Exercise aim: Please copy out every line of the listing below in which the word "hand" appears.

Data shown:
▬▬▬▬▬▬

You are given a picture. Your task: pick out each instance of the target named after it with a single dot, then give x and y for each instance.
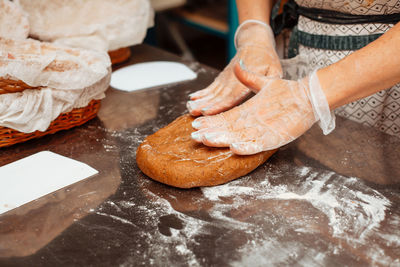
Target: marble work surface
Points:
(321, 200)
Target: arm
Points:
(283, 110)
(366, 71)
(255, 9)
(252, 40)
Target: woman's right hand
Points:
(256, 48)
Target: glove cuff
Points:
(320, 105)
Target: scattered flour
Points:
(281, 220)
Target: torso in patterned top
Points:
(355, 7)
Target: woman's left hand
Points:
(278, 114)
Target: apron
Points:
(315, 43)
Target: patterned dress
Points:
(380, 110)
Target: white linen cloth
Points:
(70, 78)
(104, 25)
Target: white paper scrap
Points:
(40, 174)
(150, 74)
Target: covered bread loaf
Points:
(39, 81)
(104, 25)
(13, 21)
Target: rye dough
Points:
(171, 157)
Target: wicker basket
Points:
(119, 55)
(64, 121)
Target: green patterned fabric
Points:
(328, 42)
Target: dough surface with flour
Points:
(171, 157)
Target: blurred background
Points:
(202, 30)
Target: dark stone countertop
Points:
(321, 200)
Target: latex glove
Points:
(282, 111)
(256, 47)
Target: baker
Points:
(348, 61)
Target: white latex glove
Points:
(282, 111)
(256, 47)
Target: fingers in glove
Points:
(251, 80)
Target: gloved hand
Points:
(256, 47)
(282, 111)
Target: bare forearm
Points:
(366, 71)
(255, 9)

▬▬▬▬▬▬

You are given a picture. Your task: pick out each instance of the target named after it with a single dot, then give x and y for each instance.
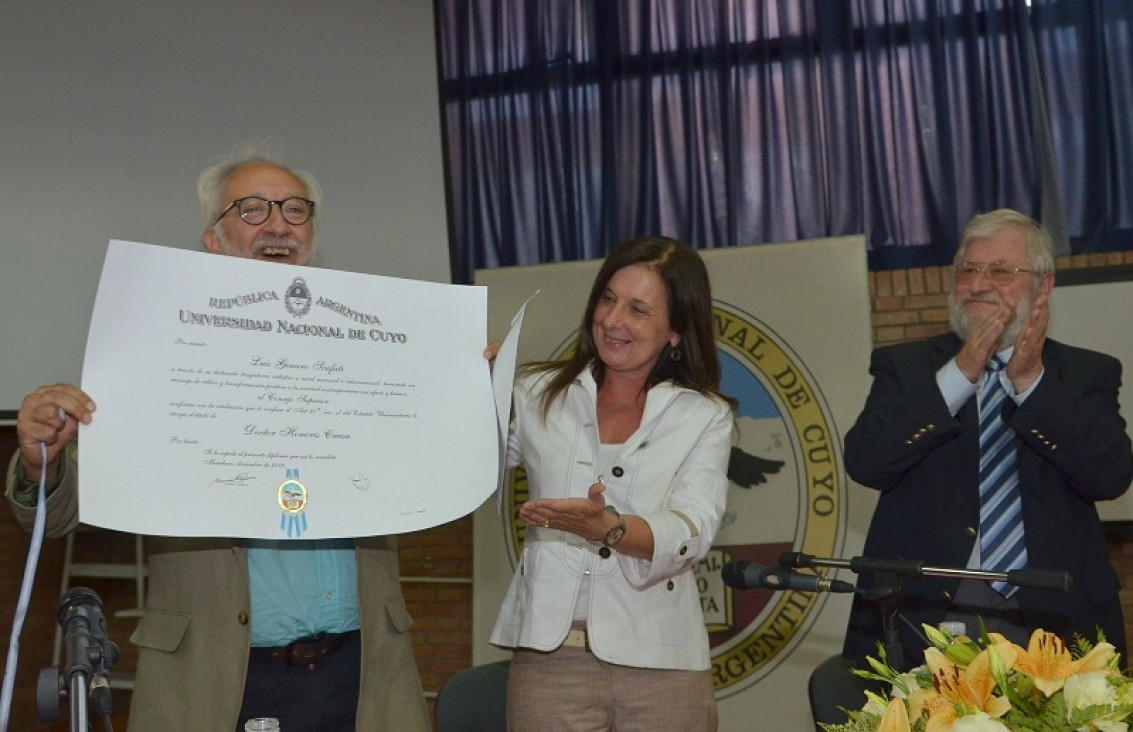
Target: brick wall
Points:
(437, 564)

▬▬▬▬▬▬

Expected answer:
Target: woman's right hand
Target: woman's left hand
Target: gloved hand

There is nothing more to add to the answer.